- **LISTADO DE REGISTROS**
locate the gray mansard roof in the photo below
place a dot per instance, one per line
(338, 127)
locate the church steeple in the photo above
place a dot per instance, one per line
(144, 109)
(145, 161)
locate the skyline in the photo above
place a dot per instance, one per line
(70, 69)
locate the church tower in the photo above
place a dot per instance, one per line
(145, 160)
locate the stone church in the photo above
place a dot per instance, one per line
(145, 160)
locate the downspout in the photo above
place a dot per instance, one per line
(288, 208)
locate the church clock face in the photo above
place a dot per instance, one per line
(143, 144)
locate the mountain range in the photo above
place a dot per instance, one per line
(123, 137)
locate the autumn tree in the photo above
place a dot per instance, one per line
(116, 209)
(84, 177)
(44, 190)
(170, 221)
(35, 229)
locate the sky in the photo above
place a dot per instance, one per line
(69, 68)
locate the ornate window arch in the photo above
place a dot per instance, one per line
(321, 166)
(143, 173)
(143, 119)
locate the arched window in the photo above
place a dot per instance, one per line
...
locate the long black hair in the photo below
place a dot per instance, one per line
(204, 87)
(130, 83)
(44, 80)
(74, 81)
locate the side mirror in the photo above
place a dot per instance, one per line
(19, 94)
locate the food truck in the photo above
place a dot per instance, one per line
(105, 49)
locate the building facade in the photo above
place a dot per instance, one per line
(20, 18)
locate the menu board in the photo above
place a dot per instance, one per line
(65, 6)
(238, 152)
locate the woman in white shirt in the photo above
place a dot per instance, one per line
==
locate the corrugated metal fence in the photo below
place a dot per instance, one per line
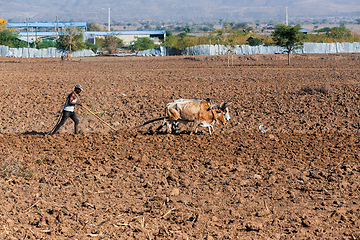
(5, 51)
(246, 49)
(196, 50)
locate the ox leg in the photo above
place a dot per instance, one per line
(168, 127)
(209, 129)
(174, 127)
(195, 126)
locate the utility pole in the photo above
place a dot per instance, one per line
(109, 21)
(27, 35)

- **ENUNCIADO**
Reúne todas las líneas del listado de arriba que contengan la cadena "below". Se distinguen mayúsculas y minúsculas.

- **RESPUESTA ESPERADA**
locate the gray mansard roof in the photo below
locate the long black hair in the photo below
locate the corrugated metal fence in the photo below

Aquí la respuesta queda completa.